Text block>

-=-=-

If α and β are zeros of the polynomial P(x) = 4 x²+ 3 x + 7, then ( 1/α + 1/β) is equal to
Answers
Answer :
1/α + 1/ß = -3/7
Note:
★ The possible values of the variable for which the polynomial becomes zero are called its zeros .
★ A quadratic polynomial can have atmost two zeros .
★ The general form of a quadratic polynomial is given as ; ax² + bx + c .
★ If α and ß are the zeros of the quadratic polynomial ax² + bx + c , then ;
• Sum of zeros , (α + ß) = -b/a
• Product of zeros , (αß) = c/a
Solution :
Here ,
The given quadratic polynomial is ;
p(x) = 4x² + 3x + 7 .
Comparing the given quadratic polynomial with the general quadratic polynomial ax² + bx + c , we have ;
a = 4
b = 3
c = 7
Also ,
It is given that , α and ß are the zeros of the given quadratic polynomial p(x) .

-=-=-

Data block>

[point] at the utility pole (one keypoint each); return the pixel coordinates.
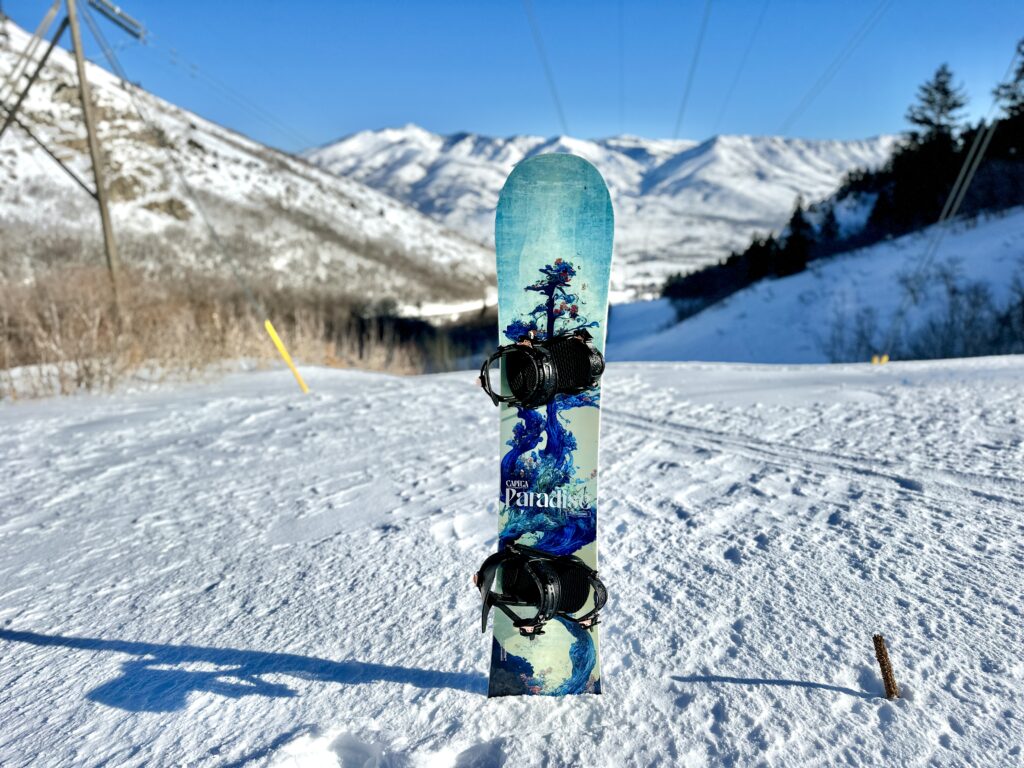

-=-=-

Given request 1> From the quadratic polynomial solution, copy the passage starting with "If α and β are" and going on through "its zeros .".
Given request 2> In the quadratic polynomial solution, rewrite the paragraph beginning "Comparing the given quadratic polynomial with the general quadratic polynomial" and the three values that follow it as one short sentence.
Given request 3>
Answer these questions from the quadratic polynomial solution:
(a) What value does it give for 1/α + 1/ß?
(b) At most how many zeros can a quadratic polynomial have?
(c) What expression gives the product of the zeros?

Exercise solution 1>
If α and β are zeros of the polynomial P(x) = 4 x²+ 3 x + 7, then ( 1/α + 1/β) is equal to
Answers
Answer :
1/α + 1/ß = -3/7
Note:
★ The possible values of the variable for which the polynomial becomes zero are called its zeros .

Exercise solution 2> Matching p(x) = 4x² + 3x + 7 with ax² + bx + c gives a = 4, b = 3 and c = 7.

Exercise solution 3>
(a) -3/7
(b) Two
(c) c/a